→ SELECTED TEXT:
BEGIN

Back in the 1800s, there was a philosophical argument against any activity by "God", based on the idea that the universe was deterministic and causal, like a big mechanical clock, and so there was no room for God to act. God may have started the clock, but He can't mess with it now, because that would have to violate causality (and break the clock).

I've recently (2007) heard biologists on television arguing along these lines re: evolution. God couldn't have been involved in how evolution turned out, because it's all mechanical and causal. Whatever happened was predetermined by the mechanisms involved.

Given what we know about quantum mechanics, chaotic systems, and comets at this point, this argument seems just absurd from a modern scientific point of view:

  • quantum mechanics: The universe just isn't a clockwork. This has been completely accepted for at least 50 years. Every atom is full of quantum random variables, that unpredictably change value. One example is radioactive decay; predicting when a particular unstable atom is going to decay is believed to be in principle impossible. This gives God lots of room to act without obvious violations of causality. (Note that all sorts of stuff is basically random, including the detailed motion of molecules inside living cells.)
  • chaotic systems: This basically means that in many natural systems, small changes can cascade to have big effects. So tiny random fluctuations can have major impacts later. In terms of evolution, it seems to me that the processes that shape the genome over millenia are a good candidate for being a chaotic system. If true, you couldn't predict what the original organisms on earth would evolve into in 2 billion years.
  • comets: It seems pretty well established now that there were occasional catastrophes that wiped out large fractions of all living species. At least one of these has been definitely linked to an impact crater in Mexico. These big, essentially random events surely affected the course of evolution on earth.
  • None of this means there has to be a God, scientifically, but it makes the clockwork universe argument ridiculous (especially regarding evolution).

END

→ DATA TO EXAMINE:

BEGIN

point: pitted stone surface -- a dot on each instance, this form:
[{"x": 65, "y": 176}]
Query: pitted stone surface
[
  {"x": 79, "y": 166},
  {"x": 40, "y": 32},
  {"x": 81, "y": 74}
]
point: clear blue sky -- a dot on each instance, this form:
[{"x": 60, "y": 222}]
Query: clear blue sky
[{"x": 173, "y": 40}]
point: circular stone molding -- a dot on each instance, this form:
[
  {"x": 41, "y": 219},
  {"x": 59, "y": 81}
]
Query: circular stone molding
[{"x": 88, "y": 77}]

END
BEGIN

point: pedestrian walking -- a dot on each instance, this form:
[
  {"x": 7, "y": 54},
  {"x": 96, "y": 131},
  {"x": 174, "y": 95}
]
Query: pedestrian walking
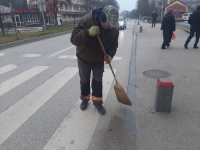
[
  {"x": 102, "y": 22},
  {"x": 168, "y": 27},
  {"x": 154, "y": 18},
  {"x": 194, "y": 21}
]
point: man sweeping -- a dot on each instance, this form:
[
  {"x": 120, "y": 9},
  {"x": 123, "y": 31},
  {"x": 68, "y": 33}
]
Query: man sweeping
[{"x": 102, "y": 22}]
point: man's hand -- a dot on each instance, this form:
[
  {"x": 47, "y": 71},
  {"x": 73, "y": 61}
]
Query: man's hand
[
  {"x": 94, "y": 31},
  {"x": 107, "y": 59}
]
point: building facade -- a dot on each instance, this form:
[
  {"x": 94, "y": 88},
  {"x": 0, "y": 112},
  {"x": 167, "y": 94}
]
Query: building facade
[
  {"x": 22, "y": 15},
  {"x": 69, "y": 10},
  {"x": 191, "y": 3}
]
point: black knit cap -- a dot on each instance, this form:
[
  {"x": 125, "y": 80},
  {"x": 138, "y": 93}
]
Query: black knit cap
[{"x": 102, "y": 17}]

END
BEGIN

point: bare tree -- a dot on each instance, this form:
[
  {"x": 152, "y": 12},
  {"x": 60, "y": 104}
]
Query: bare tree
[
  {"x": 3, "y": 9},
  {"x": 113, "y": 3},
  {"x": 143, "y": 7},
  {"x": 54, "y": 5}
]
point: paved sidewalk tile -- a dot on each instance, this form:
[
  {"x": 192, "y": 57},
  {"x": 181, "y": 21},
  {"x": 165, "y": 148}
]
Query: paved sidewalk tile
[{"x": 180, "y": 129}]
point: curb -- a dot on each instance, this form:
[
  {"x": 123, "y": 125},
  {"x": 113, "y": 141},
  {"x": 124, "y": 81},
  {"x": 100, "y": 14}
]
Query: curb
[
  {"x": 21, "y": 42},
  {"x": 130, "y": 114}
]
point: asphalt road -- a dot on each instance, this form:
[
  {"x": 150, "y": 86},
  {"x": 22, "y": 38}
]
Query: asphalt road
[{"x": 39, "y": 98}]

END

→ WORK INSTRUCTION 1: Write out the clockwork universe text from "Back in the" up to and including "break the clock).".
→ WORK INSTRUCTION 2: Name the three areas of knowledge that the clockwork universe text says make the argument seem absurd from a modern scientific point of view.
The listing was taken from an unrelated source.

→ EXPECTED OUTPUT 1:
Back in the 1800s, there was a philosophical argument against any activity by "God", based on the idea that the universe was deterministic and causal, like a big mechanical clock, and so there was no room for God to act. God may have started the clock, but He can't mess with it now, because that would have to violate causality (and break the clock).

→ EXPECTED OUTPUT 2: Quantum mechanics, chaotic systems, comets